■ **Passage to read**:
* Begin *

3

So I want to determine the words in a given string. These strings are domain names. I have approximately 5000 domain names and a dictionary of 60000 dictionary words to check. This would result in checking 60000 times per domain, totalling to approximately 300.000.000 operations, which is just madness.

Therefore I would like to ask if there is a smarter way to solve this problem to still get the words present in the string.

I've tried to do it with a simple loop, but I guess this requires a smarter solution to work with the immense quantity of checks.

dictionary_of_words = ["I", "Stack", "overflow", "like", etc]
AllDomains = ["stackoverflow.com", "iLikeStackoverflow.com", etc]

def in_dictionary(AllDomains):
    #Setting a new column
    AllDomains["dictionary"] = False
    AllDomains["words"] = None

    for i in range(len(AllDomains)):
        # Scan if the entire word is in the dictionary
        if AllDomains["domain"].str.strip(".nl").str.lower().iloc[i] in dictionary_of_words:
            AllDomains["dictionary"].iloc[i] = True
            print(AllDomains["domain"].iloc[i])

        # Scan which words there are in the domain
        else:
            for word in dictionary_of_words:
                print(word)
                if word in AllDomains["domain"].str.strip(".nl").str.lower().iloc[i]:
                    if AllDomains["words"].iloc[i] == None:
                        AllDomains["words"].iloc[i] = word
                    else:
                        AllDomains["words"].iloc[i] = AllDomains["words"].iloc[i] + f", {word}"

                    print(AllDomains["domain"].iloc[i])

* End *

■ **Provided material**:
* Begin *

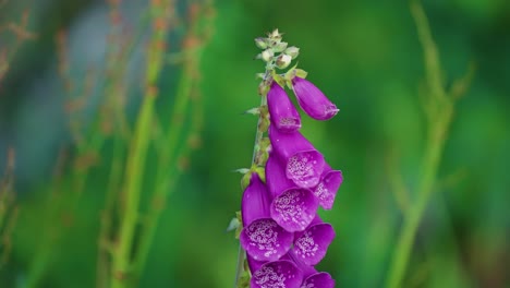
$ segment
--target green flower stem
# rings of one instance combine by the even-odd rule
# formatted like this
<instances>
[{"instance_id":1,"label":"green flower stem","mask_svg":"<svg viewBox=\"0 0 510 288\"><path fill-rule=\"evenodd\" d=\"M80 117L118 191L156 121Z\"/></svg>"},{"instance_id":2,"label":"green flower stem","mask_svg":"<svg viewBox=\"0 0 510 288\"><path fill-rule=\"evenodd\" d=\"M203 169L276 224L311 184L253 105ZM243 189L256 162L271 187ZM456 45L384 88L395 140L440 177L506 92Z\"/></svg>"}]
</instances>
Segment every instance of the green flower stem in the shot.
<instances>
[{"instance_id":1,"label":"green flower stem","mask_svg":"<svg viewBox=\"0 0 510 288\"><path fill-rule=\"evenodd\" d=\"M98 256L97 256L97 288L108 287L110 278L109 256L112 249L110 240L112 221L114 219L116 200L119 194L119 185L122 181L123 155L125 152L124 142L120 136L113 139L113 157L111 160L110 175L108 178L107 195L105 208L100 215L101 227L99 230Z\"/></svg>"},{"instance_id":2,"label":"green flower stem","mask_svg":"<svg viewBox=\"0 0 510 288\"><path fill-rule=\"evenodd\" d=\"M155 112L157 81L162 67L165 55L163 45L167 38L168 17L165 4L169 1L153 2L154 17L153 37L147 53L146 94L136 121L133 141L126 160L125 183L123 189L123 209L120 231L112 253L112 271L110 277L111 288L129 286L129 276L132 268L133 241L138 224L138 208L144 175L145 159L151 137L151 127ZM168 3L167 3L168 2ZM160 7L161 5L161 7ZM157 24L156 24L157 23Z\"/></svg>"},{"instance_id":3,"label":"green flower stem","mask_svg":"<svg viewBox=\"0 0 510 288\"><path fill-rule=\"evenodd\" d=\"M191 55L191 57L199 59L201 55ZM187 110L187 106L190 105L192 87L194 85L193 74L195 69L195 63L185 64L184 71L181 75L181 80L178 86L175 104L172 110L172 121L168 131L167 141L165 141L165 149L161 152L162 155L157 166L158 168L156 175L156 190L151 196L150 211L147 215L146 220L144 221L144 232L141 236L139 250L135 259L134 272L136 275L142 274L145 267L150 245L154 242L154 237L158 228L160 215L163 211L166 201L170 192L173 191L173 184L179 178L177 156L179 154L187 154L186 148L189 147L189 145L185 145L184 151L181 153L178 153L178 146L182 144L181 140L186 140L202 125L202 111L199 111L198 109L195 109L195 111L192 110L191 128L189 130L185 130L186 134L180 137L184 125L182 124L182 120L180 120L179 116L184 116L185 111Z\"/></svg>"},{"instance_id":4,"label":"green flower stem","mask_svg":"<svg viewBox=\"0 0 510 288\"><path fill-rule=\"evenodd\" d=\"M266 71L266 76L270 75L270 72ZM263 107L267 105L267 95L260 95L260 106ZM253 147L253 155L252 155L252 166L256 164L257 161L257 156L259 155L260 152L260 141L264 136L264 131L260 129L263 125L264 117L260 113L258 117L258 122L257 122L257 132L255 134L255 144ZM238 264L235 268L235 284L234 288L239 287L241 276L244 274L245 265L244 262L246 261L246 252L243 250L241 243L239 244L239 252L238 252Z\"/></svg>"},{"instance_id":5,"label":"green flower stem","mask_svg":"<svg viewBox=\"0 0 510 288\"><path fill-rule=\"evenodd\" d=\"M441 154L445 146L445 135L452 116L452 109L445 109L436 127L432 128L427 141L427 147L423 164L423 178L420 182L418 196L408 214L404 214L404 223L397 242L397 250L393 254L390 273L386 287L401 287L405 267L408 265L411 250L416 237L423 213L428 204L430 194L437 177Z\"/></svg>"},{"instance_id":6,"label":"green flower stem","mask_svg":"<svg viewBox=\"0 0 510 288\"><path fill-rule=\"evenodd\" d=\"M411 2L411 12L416 23L418 38L424 49L424 61L428 97L424 103L427 117L427 141L422 163L422 178L417 187L417 199L404 213L404 221L394 250L386 287L402 286L411 251L420 227L421 219L427 207L430 195L436 187L437 171L441 160L448 130L453 118L457 93L447 93L441 81L441 65L437 46L434 43L426 14L417 0ZM471 73L469 73L471 75ZM470 76L460 81L462 87L467 85ZM465 91L465 88L463 89Z\"/></svg>"}]
</instances>

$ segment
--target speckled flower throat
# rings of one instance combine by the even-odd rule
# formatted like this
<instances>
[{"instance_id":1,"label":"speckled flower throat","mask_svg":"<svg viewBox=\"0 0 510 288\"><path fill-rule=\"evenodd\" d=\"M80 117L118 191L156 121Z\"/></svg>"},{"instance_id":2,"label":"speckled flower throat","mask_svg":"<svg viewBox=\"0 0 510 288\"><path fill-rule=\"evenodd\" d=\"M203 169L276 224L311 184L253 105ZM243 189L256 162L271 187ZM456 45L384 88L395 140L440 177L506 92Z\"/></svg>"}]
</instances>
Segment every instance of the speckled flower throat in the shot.
<instances>
[{"instance_id":1,"label":"speckled flower throat","mask_svg":"<svg viewBox=\"0 0 510 288\"><path fill-rule=\"evenodd\" d=\"M266 71L257 74L260 106L247 111L258 116L252 166L239 170L244 193L232 223L241 242L235 287L331 288L332 277L315 265L335 231L317 209L332 208L343 177L300 133L300 113L286 86L315 120L331 119L339 110L306 80L305 71L290 68L299 48L288 47L278 29L255 44Z\"/></svg>"}]
</instances>

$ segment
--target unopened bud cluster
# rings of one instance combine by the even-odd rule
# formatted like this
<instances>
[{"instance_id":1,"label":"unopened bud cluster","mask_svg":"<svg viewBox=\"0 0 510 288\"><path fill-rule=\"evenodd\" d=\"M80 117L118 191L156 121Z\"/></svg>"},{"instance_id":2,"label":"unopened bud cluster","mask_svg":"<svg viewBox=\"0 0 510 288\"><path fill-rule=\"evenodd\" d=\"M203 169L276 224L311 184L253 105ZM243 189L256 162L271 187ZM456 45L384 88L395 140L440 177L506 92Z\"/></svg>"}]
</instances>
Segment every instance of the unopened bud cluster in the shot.
<instances>
[{"instance_id":1,"label":"unopened bud cluster","mask_svg":"<svg viewBox=\"0 0 510 288\"><path fill-rule=\"evenodd\" d=\"M257 56L268 65L274 65L278 69L286 69L290 65L291 61L300 53L300 48L291 46L281 41L281 34L278 29L267 34L267 37L258 37L255 39L255 45L263 49Z\"/></svg>"}]
</instances>

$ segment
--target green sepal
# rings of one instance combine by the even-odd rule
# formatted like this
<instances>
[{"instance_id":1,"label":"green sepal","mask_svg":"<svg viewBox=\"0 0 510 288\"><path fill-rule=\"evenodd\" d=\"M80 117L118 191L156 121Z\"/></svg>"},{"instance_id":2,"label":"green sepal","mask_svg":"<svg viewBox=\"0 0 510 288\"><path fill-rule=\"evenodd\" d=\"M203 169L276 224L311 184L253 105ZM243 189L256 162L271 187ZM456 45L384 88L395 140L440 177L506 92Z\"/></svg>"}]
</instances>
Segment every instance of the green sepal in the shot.
<instances>
[{"instance_id":1,"label":"green sepal","mask_svg":"<svg viewBox=\"0 0 510 288\"><path fill-rule=\"evenodd\" d=\"M286 85L286 79L282 75L280 75L278 73L276 73L275 71L272 71L271 76L272 76L272 80L275 80L278 83L278 85L280 85L282 87Z\"/></svg>"},{"instance_id":2,"label":"green sepal","mask_svg":"<svg viewBox=\"0 0 510 288\"><path fill-rule=\"evenodd\" d=\"M264 167L257 166L253 168L254 172L258 175L258 178L266 183L266 169Z\"/></svg>"},{"instance_id":3,"label":"green sepal","mask_svg":"<svg viewBox=\"0 0 510 288\"><path fill-rule=\"evenodd\" d=\"M240 211L235 212L235 218L239 220L239 226L235 229L235 239L239 239L241 231L243 230L243 217Z\"/></svg>"},{"instance_id":4,"label":"green sepal","mask_svg":"<svg viewBox=\"0 0 510 288\"><path fill-rule=\"evenodd\" d=\"M303 69L296 69L295 75L305 79L308 75L308 72L304 71Z\"/></svg>"},{"instance_id":5,"label":"green sepal","mask_svg":"<svg viewBox=\"0 0 510 288\"><path fill-rule=\"evenodd\" d=\"M269 92L269 86L266 85L266 82L265 81L260 82L260 84L258 85L258 94L260 96L266 96L268 92Z\"/></svg>"},{"instance_id":6,"label":"green sepal","mask_svg":"<svg viewBox=\"0 0 510 288\"><path fill-rule=\"evenodd\" d=\"M238 288L250 288L250 280L251 280L250 273L244 271L241 277L238 280Z\"/></svg>"},{"instance_id":7,"label":"green sepal","mask_svg":"<svg viewBox=\"0 0 510 288\"><path fill-rule=\"evenodd\" d=\"M266 132L268 128L269 128L269 117L266 116L262 118L260 125L258 127L258 129L260 130L260 132Z\"/></svg>"},{"instance_id":8,"label":"green sepal","mask_svg":"<svg viewBox=\"0 0 510 288\"><path fill-rule=\"evenodd\" d=\"M252 170L250 170L247 173L243 175L243 178L241 178L241 188L243 191L246 189L246 187L250 185L250 179L252 178Z\"/></svg>"},{"instance_id":9,"label":"green sepal","mask_svg":"<svg viewBox=\"0 0 510 288\"><path fill-rule=\"evenodd\" d=\"M303 69L298 69L298 63L295 63L294 67L292 67L291 69L289 69L289 71L287 71L287 73L283 75L283 77L286 80L287 86L290 89L292 89L292 80L295 76L301 77L301 79L305 79L307 75L308 75L308 72L304 71Z\"/></svg>"}]
</instances>

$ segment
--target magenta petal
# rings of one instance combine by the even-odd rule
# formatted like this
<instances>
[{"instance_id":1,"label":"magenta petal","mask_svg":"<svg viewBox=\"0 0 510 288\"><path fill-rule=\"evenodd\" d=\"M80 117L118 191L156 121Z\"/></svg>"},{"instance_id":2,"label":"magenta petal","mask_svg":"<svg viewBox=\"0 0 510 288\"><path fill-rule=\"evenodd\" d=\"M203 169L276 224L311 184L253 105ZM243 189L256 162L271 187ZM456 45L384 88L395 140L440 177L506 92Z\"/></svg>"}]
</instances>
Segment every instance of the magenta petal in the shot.
<instances>
[{"instance_id":1,"label":"magenta petal","mask_svg":"<svg viewBox=\"0 0 510 288\"><path fill-rule=\"evenodd\" d=\"M294 182L287 178L283 164L272 153L269 154L266 163L266 183L272 197L280 195L289 188L295 187Z\"/></svg>"},{"instance_id":2,"label":"magenta petal","mask_svg":"<svg viewBox=\"0 0 510 288\"><path fill-rule=\"evenodd\" d=\"M251 288L300 288L303 275L287 260L268 262L253 273Z\"/></svg>"},{"instance_id":3,"label":"magenta petal","mask_svg":"<svg viewBox=\"0 0 510 288\"><path fill-rule=\"evenodd\" d=\"M257 173L244 191L241 214L244 228L240 235L243 249L257 261L274 261L289 251L293 235L270 218L270 195Z\"/></svg>"},{"instance_id":4,"label":"magenta petal","mask_svg":"<svg viewBox=\"0 0 510 288\"><path fill-rule=\"evenodd\" d=\"M320 182L314 189L314 195L319 200L319 205L323 206L323 208L332 208L335 196L342 182L342 171L329 170L323 173Z\"/></svg>"},{"instance_id":5,"label":"magenta petal","mask_svg":"<svg viewBox=\"0 0 510 288\"><path fill-rule=\"evenodd\" d=\"M241 245L256 261L275 261L291 248L293 235L271 218L254 220L241 231Z\"/></svg>"},{"instance_id":6,"label":"magenta petal","mask_svg":"<svg viewBox=\"0 0 510 288\"><path fill-rule=\"evenodd\" d=\"M243 200L241 202L243 225L246 226L254 219L269 218L271 199L269 191L262 182L260 178L258 178L258 175L252 173L250 184L244 190Z\"/></svg>"},{"instance_id":7,"label":"magenta petal","mask_svg":"<svg viewBox=\"0 0 510 288\"><path fill-rule=\"evenodd\" d=\"M267 93L267 108L271 123L281 132L290 133L301 129L301 117L298 110L277 82L272 82Z\"/></svg>"},{"instance_id":8,"label":"magenta petal","mask_svg":"<svg viewBox=\"0 0 510 288\"><path fill-rule=\"evenodd\" d=\"M294 254L304 264L316 265L324 259L333 239L335 230L330 224L311 225L294 239Z\"/></svg>"},{"instance_id":9,"label":"magenta petal","mask_svg":"<svg viewBox=\"0 0 510 288\"><path fill-rule=\"evenodd\" d=\"M267 261L256 261L250 254L246 254L246 262L248 263L252 274L259 269L262 265L267 263Z\"/></svg>"},{"instance_id":10,"label":"magenta petal","mask_svg":"<svg viewBox=\"0 0 510 288\"><path fill-rule=\"evenodd\" d=\"M316 120L328 120L338 113L338 108L312 82L294 77L292 80L301 109Z\"/></svg>"},{"instance_id":11,"label":"magenta petal","mask_svg":"<svg viewBox=\"0 0 510 288\"><path fill-rule=\"evenodd\" d=\"M307 189L291 188L272 200L270 213L287 231L303 231L315 218L318 201Z\"/></svg>"},{"instance_id":12,"label":"magenta petal","mask_svg":"<svg viewBox=\"0 0 510 288\"><path fill-rule=\"evenodd\" d=\"M323 155L300 132L281 133L269 127L269 139L276 155L286 164L287 178L302 188L318 184L325 167Z\"/></svg>"},{"instance_id":13,"label":"magenta petal","mask_svg":"<svg viewBox=\"0 0 510 288\"><path fill-rule=\"evenodd\" d=\"M335 288L335 280L326 272L309 275L300 288Z\"/></svg>"}]
</instances>

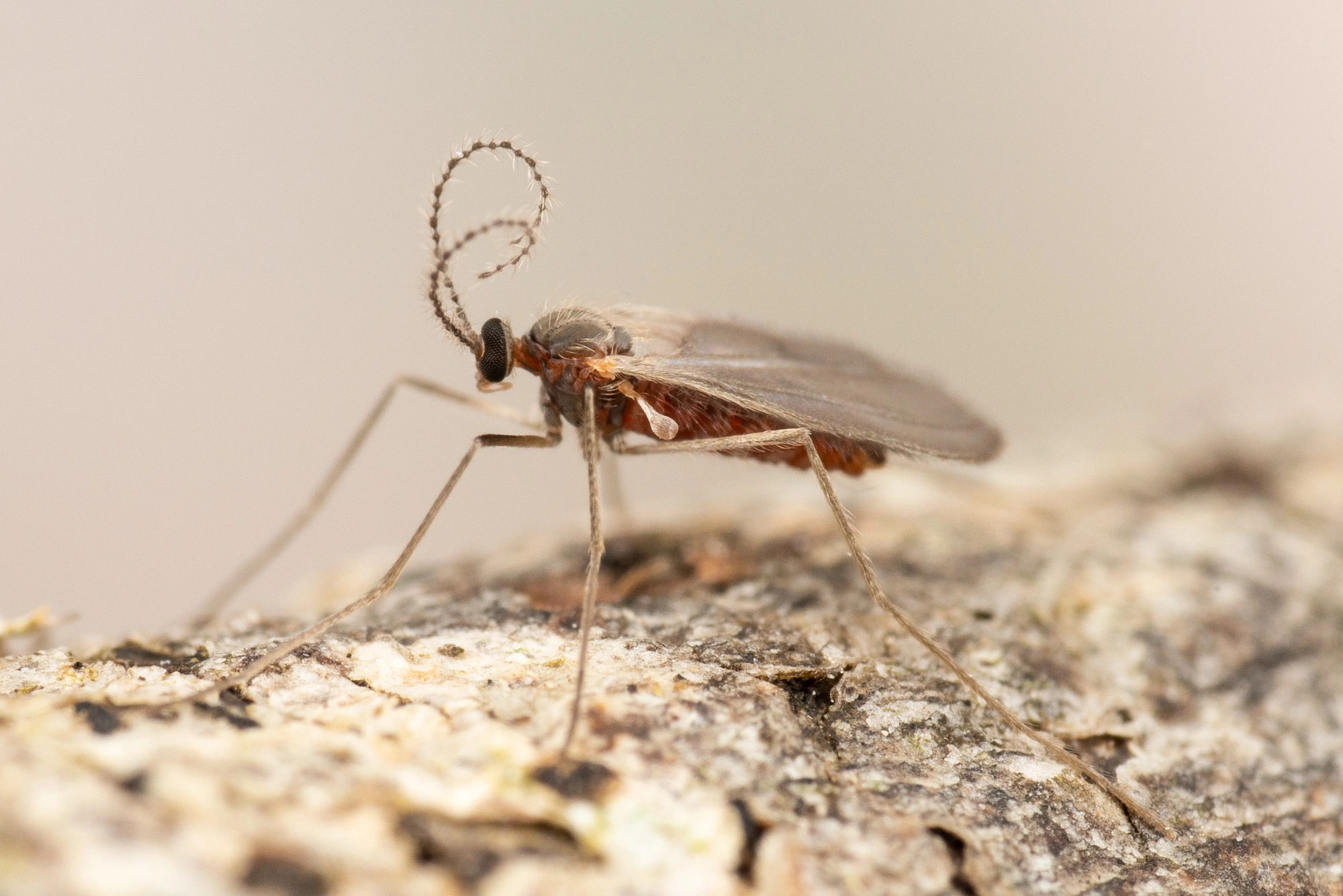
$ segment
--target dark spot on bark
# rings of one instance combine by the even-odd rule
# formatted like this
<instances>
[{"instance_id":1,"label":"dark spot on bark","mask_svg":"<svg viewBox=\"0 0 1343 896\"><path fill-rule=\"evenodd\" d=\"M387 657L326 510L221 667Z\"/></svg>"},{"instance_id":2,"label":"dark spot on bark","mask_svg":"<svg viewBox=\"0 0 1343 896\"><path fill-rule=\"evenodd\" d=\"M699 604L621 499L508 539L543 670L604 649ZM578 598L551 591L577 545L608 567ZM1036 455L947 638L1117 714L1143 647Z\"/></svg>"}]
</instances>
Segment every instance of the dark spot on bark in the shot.
<instances>
[{"instance_id":1,"label":"dark spot on bark","mask_svg":"<svg viewBox=\"0 0 1343 896\"><path fill-rule=\"evenodd\" d=\"M285 896L325 896L326 880L308 865L279 856L257 856L247 873L243 887L278 889Z\"/></svg>"},{"instance_id":2,"label":"dark spot on bark","mask_svg":"<svg viewBox=\"0 0 1343 896\"><path fill-rule=\"evenodd\" d=\"M771 679L788 695L788 708L798 715L818 718L834 706L834 689L843 677L843 669L804 669L799 675Z\"/></svg>"},{"instance_id":3,"label":"dark spot on bark","mask_svg":"<svg viewBox=\"0 0 1343 896\"><path fill-rule=\"evenodd\" d=\"M766 826L755 820L745 799L733 799L732 807L737 810L737 818L741 820L741 858L737 861L737 877L753 884L756 849L760 846L760 838L764 837Z\"/></svg>"},{"instance_id":4,"label":"dark spot on bark","mask_svg":"<svg viewBox=\"0 0 1343 896\"><path fill-rule=\"evenodd\" d=\"M255 703L255 700L252 700L250 696L247 696L246 693L243 693L243 689L239 685L236 685L236 684L234 687L231 687L231 688L226 688L226 689L220 691L219 692L219 702L222 704L224 704L226 707L230 707L230 708L234 708L234 710L246 710L252 703Z\"/></svg>"},{"instance_id":5,"label":"dark spot on bark","mask_svg":"<svg viewBox=\"0 0 1343 896\"><path fill-rule=\"evenodd\" d=\"M1211 693L1223 693L1244 687L1245 707L1257 707L1272 689L1273 675L1280 667L1304 660L1317 651L1319 647L1311 642L1270 647L1257 652L1249 661L1242 663L1225 679L1207 688L1207 691Z\"/></svg>"},{"instance_id":6,"label":"dark spot on bark","mask_svg":"<svg viewBox=\"0 0 1343 896\"><path fill-rule=\"evenodd\" d=\"M947 856L951 858L951 884L952 892L963 893L964 896L976 896L979 891L975 885L970 883L966 877L966 841L959 834L955 834L945 828L929 828L928 833L940 840L947 846Z\"/></svg>"},{"instance_id":7,"label":"dark spot on bark","mask_svg":"<svg viewBox=\"0 0 1343 896\"><path fill-rule=\"evenodd\" d=\"M1133 758L1132 751L1128 748L1128 738L1099 734L1092 738L1069 739L1068 746L1113 781L1115 771Z\"/></svg>"},{"instance_id":8,"label":"dark spot on bark","mask_svg":"<svg viewBox=\"0 0 1343 896\"><path fill-rule=\"evenodd\" d=\"M596 802L619 782L615 773L599 762L564 761L532 770L532 779L568 799Z\"/></svg>"},{"instance_id":9,"label":"dark spot on bark","mask_svg":"<svg viewBox=\"0 0 1343 896\"><path fill-rule=\"evenodd\" d=\"M223 722L227 722L228 724L234 726L240 731L246 728L261 727L261 723L257 722L255 719L248 719L247 716L239 712L230 712L228 707L222 707L222 706L212 707L208 703L193 703L192 706L196 707L196 712L210 716L211 719L220 719Z\"/></svg>"},{"instance_id":10,"label":"dark spot on bark","mask_svg":"<svg viewBox=\"0 0 1343 896\"><path fill-rule=\"evenodd\" d=\"M400 829L415 842L419 862L446 868L466 887L516 856L584 858L573 836L552 825L467 824L415 813L402 818Z\"/></svg>"},{"instance_id":11,"label":"dark spot on bark","mask_svg":"<svg viewBox=\"0 0 1343 896\"><path fill-rule=\"evenodd\" d=\"M1233 495L1268 496L1273 492L1273 472L1264 463L1237 453L1222 453L1191 467L1171 487L1171 495L1221 491Z\"/></svg>"},{"instance_id":12,"label":"dark spot on bark","mask_svg":"<svg viewBox=\"0 0 1343 896\"><path fill-rule=\"evenodd\" d=\"M168 653L137 641L125 641L124 644L98 652L94 659L111 660L113 663L124 665L128 669L148 665L158 667L160 669L167 669L168 672L184 672L208 660L210 651L199 647L191 653Z\"/></svg>"},{"instance_id":13,"label":"dark spot on bark","mask_svg":"<svg viewBox=\"0 0 1343 896\"><path fill-rule=\"evenodd\" d=\"M1158 693L1152 697L1152 712L1162 722L1179 722L1187 719L1193 714L1193 710L1186 700L1172 700Z\"/></svg>"},{"instance_id":14,"label":"dark spot on bark","mask_svg":"<svg viewBox=\"0 0 1343 896\"><path fill-rule=\"evenodd\" d=\"M85 718L89 727L97 734L111 734L121 727L121 716L111 707L103 706L102 703L90 703L89 700L81 700L75 704L75 712Z\"/></svg>"}]
</instances>

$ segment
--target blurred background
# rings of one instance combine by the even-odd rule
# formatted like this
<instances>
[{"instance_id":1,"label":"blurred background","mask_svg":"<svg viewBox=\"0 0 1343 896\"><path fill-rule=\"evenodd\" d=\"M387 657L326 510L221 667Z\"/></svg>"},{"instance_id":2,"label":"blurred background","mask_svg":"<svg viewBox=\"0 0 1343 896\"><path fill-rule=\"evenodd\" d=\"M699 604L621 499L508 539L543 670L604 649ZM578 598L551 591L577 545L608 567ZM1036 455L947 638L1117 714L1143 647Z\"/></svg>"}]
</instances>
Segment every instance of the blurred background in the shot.
<instances>
[{"instance_id":1,"label":"blurred background","mask_svg":"<svg viewBox=\"0 0 1343 896\"><path fill-rule=\"evenodd\" d=\"M181 621L391 377L473 385L422 298L423 209L481 133L532 141L559 205L477 325L624 300L850 339L999 421L1006 464L1330 389L1340 9L0 5L0 617ZM506 164L453 196L451 229L532 200ZM399 400L243 602L399 546L497 428ZM624 464L649 514L798 478ZM486 452L420 559L583 515L572 436Z\"/></svg>"}]
</instances>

* End *

■ **Requirements**:
1. Decide whether each statement below agrees with the question about domain names, answering yes or no and quoting the deciding words: (a) The dictionary to be checked holds about 60000 words. (b) The writer has roughly 500 domain names. (c) The writer has already tried a simple loop.
2. Write out the part of the question about domain names starting with "So I want to" and going on through "in the string.".

■ **Solution set**:
1.
(a) Yes: "a dictionary of 60000 dictionary words to check"
(b) No: "I have approximately 5000 domain names"
(c) Yes: "I've tried to do it with a simple loop"

2.
So I want to determine the words in a given string. These strings are domain names. I have approximately 5000 domain names and a dictionary of 60000 dictionary words to check. This would result in checking 60000 times per domain, totalling to approximately 300.000.000 operations, which is just madness.

Therefore I would like to ask if there is a smarter way to solve this problem to still get the words present in the string.